• _TASK OBJECTIVE_:
Beginning with the line containing "Every instance of the face" and ending with the last line, repeat the records exactly.

(Entries from a dataset)
──────────
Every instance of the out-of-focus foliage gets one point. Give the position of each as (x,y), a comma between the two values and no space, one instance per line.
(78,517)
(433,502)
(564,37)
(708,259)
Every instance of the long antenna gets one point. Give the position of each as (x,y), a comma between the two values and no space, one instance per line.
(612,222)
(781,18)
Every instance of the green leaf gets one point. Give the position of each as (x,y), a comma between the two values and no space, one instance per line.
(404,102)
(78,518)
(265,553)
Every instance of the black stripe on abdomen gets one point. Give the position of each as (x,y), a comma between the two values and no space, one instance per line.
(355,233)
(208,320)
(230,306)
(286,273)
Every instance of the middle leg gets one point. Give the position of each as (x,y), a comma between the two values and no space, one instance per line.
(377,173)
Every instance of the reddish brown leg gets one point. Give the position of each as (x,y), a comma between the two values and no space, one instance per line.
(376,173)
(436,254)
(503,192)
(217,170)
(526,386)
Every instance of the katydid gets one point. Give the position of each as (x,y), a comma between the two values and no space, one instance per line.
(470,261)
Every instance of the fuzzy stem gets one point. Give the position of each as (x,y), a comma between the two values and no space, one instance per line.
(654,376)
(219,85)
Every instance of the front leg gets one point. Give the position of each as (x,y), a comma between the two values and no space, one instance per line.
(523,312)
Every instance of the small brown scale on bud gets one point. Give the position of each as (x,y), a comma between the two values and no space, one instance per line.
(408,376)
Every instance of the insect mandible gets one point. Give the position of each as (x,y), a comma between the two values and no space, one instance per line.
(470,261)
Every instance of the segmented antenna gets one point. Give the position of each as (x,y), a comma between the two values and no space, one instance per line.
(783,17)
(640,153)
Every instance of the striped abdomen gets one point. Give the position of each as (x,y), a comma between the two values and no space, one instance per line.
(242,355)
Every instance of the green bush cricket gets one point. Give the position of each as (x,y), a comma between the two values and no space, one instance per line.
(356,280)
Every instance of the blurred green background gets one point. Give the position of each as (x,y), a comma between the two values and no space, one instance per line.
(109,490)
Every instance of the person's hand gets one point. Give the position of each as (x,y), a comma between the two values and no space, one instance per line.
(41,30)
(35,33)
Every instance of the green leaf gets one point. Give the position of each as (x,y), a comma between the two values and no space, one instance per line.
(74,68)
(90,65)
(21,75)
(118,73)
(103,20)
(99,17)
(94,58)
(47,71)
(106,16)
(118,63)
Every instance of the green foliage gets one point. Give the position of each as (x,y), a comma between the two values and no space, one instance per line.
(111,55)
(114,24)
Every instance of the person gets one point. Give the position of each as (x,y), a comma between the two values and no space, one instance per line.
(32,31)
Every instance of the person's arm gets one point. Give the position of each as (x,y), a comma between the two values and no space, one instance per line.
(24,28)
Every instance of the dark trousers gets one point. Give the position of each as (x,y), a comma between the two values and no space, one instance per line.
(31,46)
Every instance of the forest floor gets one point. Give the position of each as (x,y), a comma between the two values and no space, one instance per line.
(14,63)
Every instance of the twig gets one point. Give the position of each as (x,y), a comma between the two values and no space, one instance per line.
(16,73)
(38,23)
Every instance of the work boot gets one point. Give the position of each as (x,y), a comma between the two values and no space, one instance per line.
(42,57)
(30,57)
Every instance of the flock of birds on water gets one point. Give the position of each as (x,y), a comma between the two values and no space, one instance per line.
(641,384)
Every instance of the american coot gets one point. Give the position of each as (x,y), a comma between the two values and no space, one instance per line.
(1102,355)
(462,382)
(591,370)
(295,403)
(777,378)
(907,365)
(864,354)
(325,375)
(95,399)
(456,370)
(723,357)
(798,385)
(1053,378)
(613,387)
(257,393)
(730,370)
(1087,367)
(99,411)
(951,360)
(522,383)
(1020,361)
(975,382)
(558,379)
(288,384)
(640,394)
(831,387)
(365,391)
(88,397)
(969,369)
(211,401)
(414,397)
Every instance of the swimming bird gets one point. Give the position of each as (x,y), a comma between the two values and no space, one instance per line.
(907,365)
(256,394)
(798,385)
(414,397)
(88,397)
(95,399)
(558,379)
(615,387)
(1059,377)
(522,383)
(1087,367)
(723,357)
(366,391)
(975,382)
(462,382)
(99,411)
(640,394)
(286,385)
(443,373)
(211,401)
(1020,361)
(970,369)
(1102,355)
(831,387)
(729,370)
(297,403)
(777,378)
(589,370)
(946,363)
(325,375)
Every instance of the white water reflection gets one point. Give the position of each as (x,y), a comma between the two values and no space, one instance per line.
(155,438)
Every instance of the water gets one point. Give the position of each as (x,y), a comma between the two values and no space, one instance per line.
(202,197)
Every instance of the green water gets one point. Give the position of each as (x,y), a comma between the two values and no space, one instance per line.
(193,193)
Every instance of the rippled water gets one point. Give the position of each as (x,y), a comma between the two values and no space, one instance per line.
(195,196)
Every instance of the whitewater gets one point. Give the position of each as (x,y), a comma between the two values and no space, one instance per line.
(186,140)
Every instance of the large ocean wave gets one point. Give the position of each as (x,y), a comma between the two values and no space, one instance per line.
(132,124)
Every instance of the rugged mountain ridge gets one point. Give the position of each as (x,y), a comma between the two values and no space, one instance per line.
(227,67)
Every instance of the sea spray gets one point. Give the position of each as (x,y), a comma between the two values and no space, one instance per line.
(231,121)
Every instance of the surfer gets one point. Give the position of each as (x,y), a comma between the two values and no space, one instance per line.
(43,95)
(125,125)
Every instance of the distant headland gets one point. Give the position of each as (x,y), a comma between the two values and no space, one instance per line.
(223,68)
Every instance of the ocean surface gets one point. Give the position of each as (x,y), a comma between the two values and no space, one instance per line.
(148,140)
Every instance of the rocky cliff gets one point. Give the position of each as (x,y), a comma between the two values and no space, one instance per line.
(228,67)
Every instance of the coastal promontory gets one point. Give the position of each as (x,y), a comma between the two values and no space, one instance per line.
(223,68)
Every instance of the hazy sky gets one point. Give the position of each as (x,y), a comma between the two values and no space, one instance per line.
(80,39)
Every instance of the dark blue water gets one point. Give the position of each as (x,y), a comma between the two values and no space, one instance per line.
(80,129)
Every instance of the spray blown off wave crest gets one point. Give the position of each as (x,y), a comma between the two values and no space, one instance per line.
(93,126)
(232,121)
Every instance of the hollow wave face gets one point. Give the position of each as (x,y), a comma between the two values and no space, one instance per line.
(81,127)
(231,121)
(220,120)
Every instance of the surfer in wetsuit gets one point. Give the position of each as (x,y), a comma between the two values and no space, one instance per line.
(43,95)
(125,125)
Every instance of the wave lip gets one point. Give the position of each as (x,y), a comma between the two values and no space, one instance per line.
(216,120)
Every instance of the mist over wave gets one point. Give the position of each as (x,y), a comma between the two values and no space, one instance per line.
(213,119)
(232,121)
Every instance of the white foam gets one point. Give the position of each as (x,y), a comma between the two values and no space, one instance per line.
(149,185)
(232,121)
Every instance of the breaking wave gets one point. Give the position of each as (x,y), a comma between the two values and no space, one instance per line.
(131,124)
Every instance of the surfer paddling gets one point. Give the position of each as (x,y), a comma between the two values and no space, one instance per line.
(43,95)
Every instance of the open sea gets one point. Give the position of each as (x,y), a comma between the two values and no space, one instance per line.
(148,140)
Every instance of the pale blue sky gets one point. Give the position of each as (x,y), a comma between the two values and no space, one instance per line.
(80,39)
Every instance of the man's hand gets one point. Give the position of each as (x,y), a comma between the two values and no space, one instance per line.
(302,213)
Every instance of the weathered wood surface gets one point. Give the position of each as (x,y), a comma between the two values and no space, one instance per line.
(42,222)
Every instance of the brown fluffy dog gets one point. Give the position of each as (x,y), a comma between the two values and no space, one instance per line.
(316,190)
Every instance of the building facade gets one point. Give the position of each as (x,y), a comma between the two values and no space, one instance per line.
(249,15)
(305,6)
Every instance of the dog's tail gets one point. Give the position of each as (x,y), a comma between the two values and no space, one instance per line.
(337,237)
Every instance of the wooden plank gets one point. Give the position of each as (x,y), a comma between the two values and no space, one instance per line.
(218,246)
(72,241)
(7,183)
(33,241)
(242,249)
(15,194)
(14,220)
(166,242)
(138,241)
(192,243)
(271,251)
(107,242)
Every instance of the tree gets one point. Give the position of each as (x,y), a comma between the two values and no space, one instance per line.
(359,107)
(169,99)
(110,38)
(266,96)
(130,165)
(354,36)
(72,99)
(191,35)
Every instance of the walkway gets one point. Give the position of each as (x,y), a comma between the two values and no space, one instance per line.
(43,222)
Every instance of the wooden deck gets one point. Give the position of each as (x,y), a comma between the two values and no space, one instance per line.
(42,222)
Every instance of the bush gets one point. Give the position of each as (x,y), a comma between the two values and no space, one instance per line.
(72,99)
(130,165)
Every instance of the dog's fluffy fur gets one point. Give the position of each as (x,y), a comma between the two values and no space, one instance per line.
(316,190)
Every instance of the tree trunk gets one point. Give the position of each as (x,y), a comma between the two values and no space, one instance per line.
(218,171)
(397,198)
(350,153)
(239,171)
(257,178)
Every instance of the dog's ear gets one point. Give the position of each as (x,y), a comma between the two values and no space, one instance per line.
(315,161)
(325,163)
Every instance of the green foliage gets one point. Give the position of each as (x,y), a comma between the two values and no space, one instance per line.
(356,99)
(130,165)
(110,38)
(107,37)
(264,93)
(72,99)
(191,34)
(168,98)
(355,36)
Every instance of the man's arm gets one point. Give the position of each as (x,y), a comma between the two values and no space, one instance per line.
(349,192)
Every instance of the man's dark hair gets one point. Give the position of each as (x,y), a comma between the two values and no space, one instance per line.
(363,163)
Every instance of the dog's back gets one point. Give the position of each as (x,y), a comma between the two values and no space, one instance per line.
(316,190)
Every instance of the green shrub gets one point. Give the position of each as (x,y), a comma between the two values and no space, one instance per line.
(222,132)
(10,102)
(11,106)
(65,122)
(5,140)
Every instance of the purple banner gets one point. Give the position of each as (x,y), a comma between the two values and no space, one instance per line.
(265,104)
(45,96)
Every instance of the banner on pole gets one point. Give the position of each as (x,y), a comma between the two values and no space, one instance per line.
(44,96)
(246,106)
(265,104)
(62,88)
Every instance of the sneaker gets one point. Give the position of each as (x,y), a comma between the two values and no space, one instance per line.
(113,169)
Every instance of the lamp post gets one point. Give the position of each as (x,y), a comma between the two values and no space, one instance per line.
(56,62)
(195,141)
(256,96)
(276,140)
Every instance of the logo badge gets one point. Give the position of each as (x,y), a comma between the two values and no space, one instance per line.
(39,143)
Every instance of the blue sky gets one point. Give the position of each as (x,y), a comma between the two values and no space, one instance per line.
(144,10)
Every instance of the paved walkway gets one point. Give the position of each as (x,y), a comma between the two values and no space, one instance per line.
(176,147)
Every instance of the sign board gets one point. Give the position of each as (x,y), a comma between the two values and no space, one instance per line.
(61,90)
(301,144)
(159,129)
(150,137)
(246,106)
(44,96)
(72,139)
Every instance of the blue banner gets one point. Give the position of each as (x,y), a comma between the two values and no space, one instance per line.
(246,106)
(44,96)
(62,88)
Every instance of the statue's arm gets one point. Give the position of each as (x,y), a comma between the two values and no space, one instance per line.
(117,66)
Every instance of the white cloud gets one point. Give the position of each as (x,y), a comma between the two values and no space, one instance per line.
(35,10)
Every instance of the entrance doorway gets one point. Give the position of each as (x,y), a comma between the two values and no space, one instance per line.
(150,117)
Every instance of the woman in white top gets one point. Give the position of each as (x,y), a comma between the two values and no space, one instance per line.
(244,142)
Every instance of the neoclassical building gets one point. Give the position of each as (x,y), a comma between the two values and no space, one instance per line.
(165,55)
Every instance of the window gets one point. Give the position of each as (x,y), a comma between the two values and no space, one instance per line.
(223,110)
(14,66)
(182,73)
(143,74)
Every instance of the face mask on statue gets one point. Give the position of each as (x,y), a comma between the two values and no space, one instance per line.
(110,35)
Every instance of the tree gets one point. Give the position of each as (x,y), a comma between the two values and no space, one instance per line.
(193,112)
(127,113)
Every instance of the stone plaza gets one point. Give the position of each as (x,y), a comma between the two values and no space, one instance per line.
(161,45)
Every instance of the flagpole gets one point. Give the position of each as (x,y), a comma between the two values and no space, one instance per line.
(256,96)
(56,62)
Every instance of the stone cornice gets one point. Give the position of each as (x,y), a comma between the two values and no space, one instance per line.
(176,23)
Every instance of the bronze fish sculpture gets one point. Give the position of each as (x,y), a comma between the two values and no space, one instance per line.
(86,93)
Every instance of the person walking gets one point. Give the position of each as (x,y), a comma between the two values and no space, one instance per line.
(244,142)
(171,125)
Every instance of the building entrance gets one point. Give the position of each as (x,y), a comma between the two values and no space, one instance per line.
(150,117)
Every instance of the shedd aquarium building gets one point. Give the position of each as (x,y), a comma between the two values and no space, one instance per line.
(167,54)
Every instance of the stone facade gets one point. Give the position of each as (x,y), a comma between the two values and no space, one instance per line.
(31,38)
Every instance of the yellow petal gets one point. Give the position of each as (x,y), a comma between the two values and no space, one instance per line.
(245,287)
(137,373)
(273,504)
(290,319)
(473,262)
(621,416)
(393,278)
──────────
• _EXERCISE SOLUTION_:
Every instance of the face mask on statue gets one point. Give the position of each as (x,y), a comma between the two values and no space, one instance per line.
(110,35)
Every instance of the tree gets one point. Give the position of each as (x,y), a comma between the two values and no space, one instance per line.
(193,112)
(127,113)
Every instance of the stone plaza gets one point. Give the position of each as (x,y), a comma between the two values and no space, one instance per line.
(161,45)
Every instance of the flagpole gets one point. Give the position of each as (x,y), a comma between the two values and no space, one instance per line.
(256,96)
(56,62)
Every instance of the stone cornice gets one point. Give the position of each as (x,y), a comma between the two values and no space, one instance per line.
(176,23)
Every instance of the bronze fish sculpture gets one point. Give the position of each as (x,y), a comma between the two values and no space, one instance per line.
(86,93)
Every instance of the person walking gets one point. Give the position of each as (x,y), a comma between the two values and no space, one instance per line.
(244,142)
(171,125)
Every instance of the building entrance gets one point. Give the position of each as (x,y), a comma between the two values and no space, one instance per line.
(150,117)
Every instance of the shedd aquarium building gets one point. Give the position of each as (x,y), a comma between the two values and no space, one instance per line.
(167,54)
Every instance of the stone facade gets one point. Give the position of each as (x,y), a comma between the two values and no space, one instance per line.
(31,38)
Every instance of the yellow petal gets one point. Give the position of each as (x,y), a comma between the two values and no space, one instance per line.
(245,287)
(137,373)
(273,504)
(290,319)
(473,262)
(621,416)
(393,278)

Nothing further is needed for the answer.